» STUDY TEXT
=== Section Start ===

The largest case series to date of outcomes in patients with meningoencephalitis caused by the herpes simplex virus (HSV) shows early diagnosis and rapid treatment dramatically reduce risk.
Writing in Antimicrobiology Agents and Chemotherapy Hakan Erdem, MD, a professor of infectious diseases and clinical microbiology at Gulhane Medical Academy in Ankara, Turkey looked at data from 10 countries in the Middle East and Europe involving 438 patients.
All were patients whose cerebrospinal fluid tested positive for either HSV-1 or HSV-2.
The mean age of patients was 51 and about half were men.
HSV infection accounts for between 10% and 20% of all viral encephalitis wordwide, Erdem and colleagues wrote in the article.
In the study, only 44.5% of the patients received antiviral medications--usually intravenous acyclovir--with two days of their symptoms appearing.
Of those 53% had unfavorable outcomes, with 44 deaths and 188 adverse outcomes included disorders of memory, speech, behavior, and motor ability.
These symptoms and their severity were most pronounced in patients who did not get antiviral treatment within seven days.

=== Section End ===

» RECORDS SHOWN
=== Section Start ===

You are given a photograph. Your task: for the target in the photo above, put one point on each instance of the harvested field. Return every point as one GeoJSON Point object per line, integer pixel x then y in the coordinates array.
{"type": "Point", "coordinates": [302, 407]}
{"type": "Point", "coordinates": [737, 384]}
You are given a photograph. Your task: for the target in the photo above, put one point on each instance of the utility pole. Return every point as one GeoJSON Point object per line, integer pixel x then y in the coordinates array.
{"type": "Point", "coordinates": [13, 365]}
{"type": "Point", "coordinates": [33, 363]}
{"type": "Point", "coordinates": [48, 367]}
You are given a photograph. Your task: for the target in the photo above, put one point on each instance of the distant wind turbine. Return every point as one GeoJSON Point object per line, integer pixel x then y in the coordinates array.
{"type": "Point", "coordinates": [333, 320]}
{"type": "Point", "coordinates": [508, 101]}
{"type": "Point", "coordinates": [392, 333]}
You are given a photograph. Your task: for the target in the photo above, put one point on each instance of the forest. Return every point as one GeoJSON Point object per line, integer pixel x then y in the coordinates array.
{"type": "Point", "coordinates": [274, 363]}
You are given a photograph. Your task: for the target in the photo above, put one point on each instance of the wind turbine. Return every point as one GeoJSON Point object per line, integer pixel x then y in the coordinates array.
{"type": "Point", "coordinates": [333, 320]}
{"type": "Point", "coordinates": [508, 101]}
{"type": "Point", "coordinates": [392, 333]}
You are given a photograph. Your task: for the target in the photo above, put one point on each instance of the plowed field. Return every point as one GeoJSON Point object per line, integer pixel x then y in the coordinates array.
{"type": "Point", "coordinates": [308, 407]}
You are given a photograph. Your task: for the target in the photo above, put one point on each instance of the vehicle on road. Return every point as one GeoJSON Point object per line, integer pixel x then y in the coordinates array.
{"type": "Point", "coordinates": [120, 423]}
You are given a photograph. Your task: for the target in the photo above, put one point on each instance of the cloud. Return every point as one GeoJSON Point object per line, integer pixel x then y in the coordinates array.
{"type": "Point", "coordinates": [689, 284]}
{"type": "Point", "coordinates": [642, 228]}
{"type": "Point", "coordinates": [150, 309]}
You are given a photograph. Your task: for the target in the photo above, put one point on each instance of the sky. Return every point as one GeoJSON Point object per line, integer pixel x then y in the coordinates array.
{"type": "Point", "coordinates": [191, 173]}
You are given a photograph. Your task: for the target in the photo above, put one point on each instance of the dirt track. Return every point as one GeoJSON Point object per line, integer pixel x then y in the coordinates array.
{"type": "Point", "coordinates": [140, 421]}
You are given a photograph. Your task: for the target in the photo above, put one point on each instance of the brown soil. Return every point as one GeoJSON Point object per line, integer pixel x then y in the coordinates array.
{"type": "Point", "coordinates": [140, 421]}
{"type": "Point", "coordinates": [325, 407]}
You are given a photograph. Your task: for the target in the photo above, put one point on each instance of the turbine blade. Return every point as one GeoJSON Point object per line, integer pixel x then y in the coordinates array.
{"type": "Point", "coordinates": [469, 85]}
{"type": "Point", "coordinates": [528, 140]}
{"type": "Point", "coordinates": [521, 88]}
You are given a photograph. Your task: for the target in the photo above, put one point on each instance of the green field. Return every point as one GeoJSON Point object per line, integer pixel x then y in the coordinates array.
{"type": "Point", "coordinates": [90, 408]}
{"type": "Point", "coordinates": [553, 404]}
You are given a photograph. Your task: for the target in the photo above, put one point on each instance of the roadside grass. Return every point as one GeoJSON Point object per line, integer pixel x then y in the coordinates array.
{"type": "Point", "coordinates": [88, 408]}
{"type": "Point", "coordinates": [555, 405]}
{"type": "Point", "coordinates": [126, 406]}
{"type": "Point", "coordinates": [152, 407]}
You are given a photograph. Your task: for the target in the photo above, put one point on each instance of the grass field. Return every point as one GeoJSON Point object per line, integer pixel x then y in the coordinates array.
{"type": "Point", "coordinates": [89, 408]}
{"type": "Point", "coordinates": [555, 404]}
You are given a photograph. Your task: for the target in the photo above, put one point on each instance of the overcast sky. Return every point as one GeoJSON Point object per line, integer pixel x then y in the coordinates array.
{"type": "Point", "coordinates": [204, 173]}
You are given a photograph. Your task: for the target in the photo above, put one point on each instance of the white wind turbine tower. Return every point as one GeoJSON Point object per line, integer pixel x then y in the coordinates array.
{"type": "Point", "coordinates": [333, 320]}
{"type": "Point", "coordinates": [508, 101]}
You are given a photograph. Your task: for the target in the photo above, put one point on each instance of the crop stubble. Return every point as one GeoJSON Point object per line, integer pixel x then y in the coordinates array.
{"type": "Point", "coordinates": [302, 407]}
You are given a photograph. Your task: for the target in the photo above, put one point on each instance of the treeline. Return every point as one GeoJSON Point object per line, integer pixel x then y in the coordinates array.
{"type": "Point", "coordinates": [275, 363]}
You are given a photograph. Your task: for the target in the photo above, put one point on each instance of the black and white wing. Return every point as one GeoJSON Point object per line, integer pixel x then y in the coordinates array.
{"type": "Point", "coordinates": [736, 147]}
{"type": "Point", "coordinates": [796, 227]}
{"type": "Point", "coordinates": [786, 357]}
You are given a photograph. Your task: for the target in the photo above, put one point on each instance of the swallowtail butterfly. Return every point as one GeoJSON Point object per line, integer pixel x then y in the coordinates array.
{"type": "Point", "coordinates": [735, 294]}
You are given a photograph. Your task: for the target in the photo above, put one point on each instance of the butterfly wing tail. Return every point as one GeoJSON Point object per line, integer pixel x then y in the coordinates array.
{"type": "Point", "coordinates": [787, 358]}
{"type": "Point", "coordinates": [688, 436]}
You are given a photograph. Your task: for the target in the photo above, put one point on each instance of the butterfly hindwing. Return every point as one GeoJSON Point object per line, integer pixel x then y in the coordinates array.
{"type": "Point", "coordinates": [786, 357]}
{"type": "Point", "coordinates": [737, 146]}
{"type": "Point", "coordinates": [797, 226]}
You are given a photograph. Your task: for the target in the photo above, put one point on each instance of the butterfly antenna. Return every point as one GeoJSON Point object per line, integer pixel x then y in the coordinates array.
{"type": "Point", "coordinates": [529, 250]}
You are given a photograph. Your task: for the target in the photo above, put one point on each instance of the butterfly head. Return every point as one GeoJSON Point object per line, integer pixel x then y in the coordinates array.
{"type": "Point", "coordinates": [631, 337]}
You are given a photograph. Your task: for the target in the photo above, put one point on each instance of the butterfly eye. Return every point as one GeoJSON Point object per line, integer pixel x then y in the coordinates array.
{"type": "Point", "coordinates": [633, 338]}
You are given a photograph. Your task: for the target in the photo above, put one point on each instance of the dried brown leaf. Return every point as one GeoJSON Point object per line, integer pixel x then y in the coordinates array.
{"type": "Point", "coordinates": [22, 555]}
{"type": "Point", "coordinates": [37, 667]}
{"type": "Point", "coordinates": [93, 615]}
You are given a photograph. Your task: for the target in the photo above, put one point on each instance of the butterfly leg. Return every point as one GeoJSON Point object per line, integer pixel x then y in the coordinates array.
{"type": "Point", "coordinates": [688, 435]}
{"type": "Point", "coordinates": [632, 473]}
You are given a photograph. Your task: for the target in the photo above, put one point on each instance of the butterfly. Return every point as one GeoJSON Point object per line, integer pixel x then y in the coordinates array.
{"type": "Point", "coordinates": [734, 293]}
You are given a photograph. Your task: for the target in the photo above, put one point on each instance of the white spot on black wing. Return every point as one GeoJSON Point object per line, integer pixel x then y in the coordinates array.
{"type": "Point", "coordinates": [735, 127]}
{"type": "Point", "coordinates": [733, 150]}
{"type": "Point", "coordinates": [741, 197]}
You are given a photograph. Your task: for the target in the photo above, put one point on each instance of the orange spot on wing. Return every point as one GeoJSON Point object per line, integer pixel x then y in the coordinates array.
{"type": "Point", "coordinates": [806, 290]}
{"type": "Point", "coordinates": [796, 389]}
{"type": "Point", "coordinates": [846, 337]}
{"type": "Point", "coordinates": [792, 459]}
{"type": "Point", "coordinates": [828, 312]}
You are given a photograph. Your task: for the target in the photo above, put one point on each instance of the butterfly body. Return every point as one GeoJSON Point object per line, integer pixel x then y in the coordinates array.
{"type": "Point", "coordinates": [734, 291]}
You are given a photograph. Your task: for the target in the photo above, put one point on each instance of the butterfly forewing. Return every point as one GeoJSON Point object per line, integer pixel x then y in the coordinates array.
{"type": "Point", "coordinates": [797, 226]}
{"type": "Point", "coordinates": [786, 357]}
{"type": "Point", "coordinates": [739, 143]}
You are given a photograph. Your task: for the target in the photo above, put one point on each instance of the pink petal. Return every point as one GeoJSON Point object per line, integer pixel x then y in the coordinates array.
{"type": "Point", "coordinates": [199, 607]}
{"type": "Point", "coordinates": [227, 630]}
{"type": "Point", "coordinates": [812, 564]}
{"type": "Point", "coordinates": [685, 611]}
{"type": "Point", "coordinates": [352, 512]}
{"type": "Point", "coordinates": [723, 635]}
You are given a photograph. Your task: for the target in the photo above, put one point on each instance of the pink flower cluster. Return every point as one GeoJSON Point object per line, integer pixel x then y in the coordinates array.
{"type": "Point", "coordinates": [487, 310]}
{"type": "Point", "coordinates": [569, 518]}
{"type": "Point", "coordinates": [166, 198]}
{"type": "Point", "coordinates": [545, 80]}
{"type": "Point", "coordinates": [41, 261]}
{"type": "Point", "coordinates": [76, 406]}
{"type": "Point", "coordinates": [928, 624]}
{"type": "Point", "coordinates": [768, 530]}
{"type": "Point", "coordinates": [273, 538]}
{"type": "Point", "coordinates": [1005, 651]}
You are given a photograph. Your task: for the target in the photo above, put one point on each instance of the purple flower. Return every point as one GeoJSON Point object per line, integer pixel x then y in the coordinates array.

=== Section End ===

» REQUIRED ACTION 1
In the text on herpes meningoencephalitis, what was the mean age of the patients studied?
» REQUIRED ACTION 2
Continue the text on herpes meningoencephalitis from its last sentence.

» ANSWER SECTION 1
51

» ANSWER SECTION 2
The most common reason for the delays, Erdem said, "was seemingly that the symptoms related to encephalitis were not overt in many cases, but were relatively silent."
Physicians in such cases wrongly concluded that the patients may have had bacterial or viral meningitis.
Delays in treatment are less likely to happen in the US, he noted.
If a Gram stain for bacteria comes back negative--such test results are usually available within a few hours of lumbar puncture--US emergency physicians generally start acyclovir. Sometimes they start acyclovir before those results are in..
Erdem urged his colleagues to adopt a similarly aggressive treatment approach.
The countries in the study were Croatia, the Czech Republic, Denmark, Egypt, France, Iraq, Italy, Lebanon, Slovenia, and Turkey.